- Northern Forests provide habitat for many species, international resources for day-to-day products and clean the air we breathe.
- Northern forests are susceptible to threats from invasive species and climate change.
- The Great Lakes Project is protecting large-scale forests through acquisition, conservation easements and third-party certifications of sustainable practices.
A halo of trees forms a great ring that extends across the United States, Canada, Russia and Europe. These northern forests are an international resource that provides wood and fiber for many day-to-day products, uptakes carbon and releases oxygen to the very air we breathe. And, they are providing habit to a vast array of plants and animals, including migratory songbirds, gray wolves, bear, elk and moose.
In the Great Lakes region, a wide swath of intact forest spans northern Ontario, Michigan, Minnesota and Wisconsin. These northern forests help moderate regional climate and reduce sediment flowing into the headwaters of the Great Lakes and the Mississippi River.
They also drive local economic activity, support year-round recreation and tourism and provide raw materials for industries from furniture to home construction to paper.
In recent years, the management and ownership of forests in the region has changed. Large, industrial forests are being parceled and sold. Smaller, non-industrial forests are increasingly fragmented by roads and other encroachments. Regardless of their protected status, these northern forests are susceptible to threats such as the invasive emerald ash borer and climate change.
Despite our reliance on northern forests, we are not prepared for their long-term protection in the face of these changes. Decisions made in light of today’s economic realities don’t take into account the decades, if not centuries, it takes a forest to re-grow. We must plan and act now for what our forests must be in 50 or 100 years.
To address the changing circumstances and implement long-view conservation, the Great Lakes Project helps:
- Conserve a network of large-scale forests: Pursuing both public and private land protection efforts to create a connected matrix of working and protected forests.
- Test sustainable forestry practices: Utilizing our hundreds of thousands of acres of protected working lands as a learning laboratory where we are answering questions such as: How can we optimize productivity and economic gains while supporting native biological diversity?
- Restore forests to improve resilience to continued stresses: Mitigating forest pests and diseases while managing forests to diversify tree age and species.
- Inform and influence public and private industrial forestry practices: Applying the lessons learned, recommending practices and protocols and developing financial incentives for private landowners.
- Promote forest certification as an effective management tool for the forest industry and a visible identifier for consumers to make better buying choices.
Keeping the northern forests intact, bolstering their resilience and connecting large tracts of land all form the basis of our Great Lakes forest strategy. Collaborations and supportive policy decisions make it easier for all entities that manage forests to do just that, now and in the future.

#### [PROMPT 1]
Turn the paragraph of the page on northern forests that begins "In recent years, the management and ownership" into a short bulleted list that keeps its main facts.
#### [PROMPT 2]
According to the page on northern forests, which invasive species threatens these forests?

Saved entries

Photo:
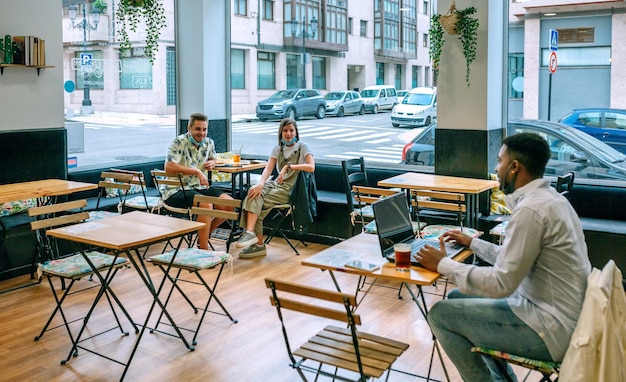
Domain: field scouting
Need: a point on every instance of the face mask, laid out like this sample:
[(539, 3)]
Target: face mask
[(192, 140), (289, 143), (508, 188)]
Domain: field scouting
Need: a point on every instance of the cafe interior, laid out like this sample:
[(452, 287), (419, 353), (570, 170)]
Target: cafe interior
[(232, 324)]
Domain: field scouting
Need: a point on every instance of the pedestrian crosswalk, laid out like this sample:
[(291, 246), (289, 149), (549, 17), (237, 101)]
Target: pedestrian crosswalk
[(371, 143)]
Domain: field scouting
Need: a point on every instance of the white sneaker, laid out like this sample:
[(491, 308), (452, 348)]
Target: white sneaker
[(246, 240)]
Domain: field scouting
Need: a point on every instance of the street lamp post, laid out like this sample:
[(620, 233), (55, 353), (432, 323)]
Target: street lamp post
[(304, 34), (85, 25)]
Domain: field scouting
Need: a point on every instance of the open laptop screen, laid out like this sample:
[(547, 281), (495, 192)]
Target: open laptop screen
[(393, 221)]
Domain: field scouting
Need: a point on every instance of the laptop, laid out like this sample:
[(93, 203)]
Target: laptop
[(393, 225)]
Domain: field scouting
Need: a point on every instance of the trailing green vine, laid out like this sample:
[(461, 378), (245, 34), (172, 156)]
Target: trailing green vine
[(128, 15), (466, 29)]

#### [SOLUTION 1]
- Forest management and ownership in the region has changed in recent years.
- Large industrial forests are being split up and sold.
- Roads and other encroachments are increasingly breaking up smaller, non-industrial forests.
- Whether protected or not, these forests face threats such as the invasive emerald ash borer and climate change.

#### [SOLUTION 2]
The emerald ash borer.